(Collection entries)
────────────────

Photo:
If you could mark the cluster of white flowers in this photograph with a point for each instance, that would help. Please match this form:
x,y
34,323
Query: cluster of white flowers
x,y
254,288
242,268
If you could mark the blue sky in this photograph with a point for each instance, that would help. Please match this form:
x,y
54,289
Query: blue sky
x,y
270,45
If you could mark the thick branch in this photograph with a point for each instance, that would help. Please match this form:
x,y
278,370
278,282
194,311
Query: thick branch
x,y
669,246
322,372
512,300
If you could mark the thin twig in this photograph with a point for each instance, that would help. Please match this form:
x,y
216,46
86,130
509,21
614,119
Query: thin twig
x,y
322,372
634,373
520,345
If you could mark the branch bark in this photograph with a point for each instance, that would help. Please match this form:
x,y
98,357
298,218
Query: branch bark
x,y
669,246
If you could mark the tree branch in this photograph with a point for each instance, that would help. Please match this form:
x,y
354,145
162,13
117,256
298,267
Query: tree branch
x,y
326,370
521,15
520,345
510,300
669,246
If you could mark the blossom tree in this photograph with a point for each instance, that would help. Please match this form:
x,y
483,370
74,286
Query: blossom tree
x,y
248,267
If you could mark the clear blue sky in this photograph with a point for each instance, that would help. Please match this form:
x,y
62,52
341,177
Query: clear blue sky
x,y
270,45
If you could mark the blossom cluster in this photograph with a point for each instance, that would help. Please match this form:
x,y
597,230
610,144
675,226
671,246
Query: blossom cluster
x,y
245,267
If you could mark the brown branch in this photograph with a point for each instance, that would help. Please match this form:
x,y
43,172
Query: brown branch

────────────────

# TRY IT
Could you output every record above exactly as written?

# TASK ANSWER
Photo:
If you could mark the cluster of white flowers in this photograph with a point for each instance, that would help. Please match this form:
x,y
34,323
Query: cluster of white flowers
x,y
254,288
242,268
If you could mark the blue sky in this photograph with a point for each instance, that would help. Please match this form:
x,y
54,289
Query: blue sky
x,y
270,45
If you could mark the thick branch in this photograph with a point for each instance, that would help. Please match this form:
x,y
278,370
278,282
194,311
Query: thick branch
x,y
669,246
322,372
512,300
If you could mark the thin twig in this photograph with a point for each instance, that would help. Please match this form:
x,y
216,46
86,130
509,21
614,119
Query: thin twig
x,y
322,372
634,373
520,345
If you could mark the branch bark in this photograph with a point for each instance, that would help. Please match this form:
x,y
98,357
298,218
Query: branch bark
x,y
669,246
If you could mark the tree branch in this photograph with a point for each instance, that would help. Please match this form:
x,y
354,145
162,13
117,256
298,267
Query: tree branch
x,y
326,370
521,15
520,345
510,300
669,246
If you could mark the blossom tree in this photograph with a point for each instance, that would help. Please match this form:
x,y
483,370
74,286
Query: blossom tree
x,y
248,267
If you could mark the clear blue sky in this photograph with a point for each instance, that would help. Please match this form:
x,y
62,52
341,177
Query: clear blue sky
x,y
270,45
If you could mark the blossom cluster in this photograph with a point for each instance, that would help. Please match this form:
x,y
597,230
610,144
675,226
671,246
Query: blossom cluster
x,y
245,267
If you could mark the brown branch in this photograph with a point for each instance, that would help. Please match this form:
x,y
43,172
Query: brown branch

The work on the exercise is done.